# Exercise
Scan the listing for the word "shirt", and copy out each line where it is found.

# Data shown
====================

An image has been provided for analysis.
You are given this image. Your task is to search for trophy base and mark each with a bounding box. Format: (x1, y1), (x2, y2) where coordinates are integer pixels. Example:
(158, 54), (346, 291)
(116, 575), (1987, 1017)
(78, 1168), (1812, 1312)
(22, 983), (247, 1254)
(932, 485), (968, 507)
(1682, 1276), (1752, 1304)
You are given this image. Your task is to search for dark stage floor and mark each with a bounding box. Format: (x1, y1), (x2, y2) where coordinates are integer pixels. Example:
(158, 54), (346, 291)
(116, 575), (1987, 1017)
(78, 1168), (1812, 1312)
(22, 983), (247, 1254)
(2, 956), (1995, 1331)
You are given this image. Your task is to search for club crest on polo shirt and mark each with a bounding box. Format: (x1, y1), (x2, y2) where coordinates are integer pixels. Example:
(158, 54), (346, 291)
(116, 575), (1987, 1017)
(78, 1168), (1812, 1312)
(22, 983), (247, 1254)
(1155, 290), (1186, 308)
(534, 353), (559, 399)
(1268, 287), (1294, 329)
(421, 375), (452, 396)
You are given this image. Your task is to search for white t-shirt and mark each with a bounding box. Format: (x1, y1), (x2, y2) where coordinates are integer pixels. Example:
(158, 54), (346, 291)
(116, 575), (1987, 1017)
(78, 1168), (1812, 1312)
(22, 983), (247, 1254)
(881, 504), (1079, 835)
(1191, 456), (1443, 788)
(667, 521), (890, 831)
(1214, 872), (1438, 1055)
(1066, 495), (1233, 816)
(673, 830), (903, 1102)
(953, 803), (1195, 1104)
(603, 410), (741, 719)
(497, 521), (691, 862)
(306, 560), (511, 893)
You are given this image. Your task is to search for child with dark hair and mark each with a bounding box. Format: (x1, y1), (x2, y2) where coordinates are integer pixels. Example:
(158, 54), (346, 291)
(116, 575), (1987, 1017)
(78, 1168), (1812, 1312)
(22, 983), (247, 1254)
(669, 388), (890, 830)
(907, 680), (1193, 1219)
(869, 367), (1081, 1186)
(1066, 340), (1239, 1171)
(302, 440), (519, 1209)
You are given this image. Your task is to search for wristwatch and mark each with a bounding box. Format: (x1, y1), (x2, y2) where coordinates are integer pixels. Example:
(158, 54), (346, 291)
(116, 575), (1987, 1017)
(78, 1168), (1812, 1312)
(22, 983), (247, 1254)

====================

# Answer
You are given this image. Your task is to search for club crest on polo shirt and mark each with a bounding box. Format: (x1, y1), (x2, y2) where coordinates are integer pixels. Example:
You are given this image. Your task is to search for white t-shirt and mark each with a bounding box. Format: (x1, y1), (x2, y2) where coordinates are integer pixels. Example:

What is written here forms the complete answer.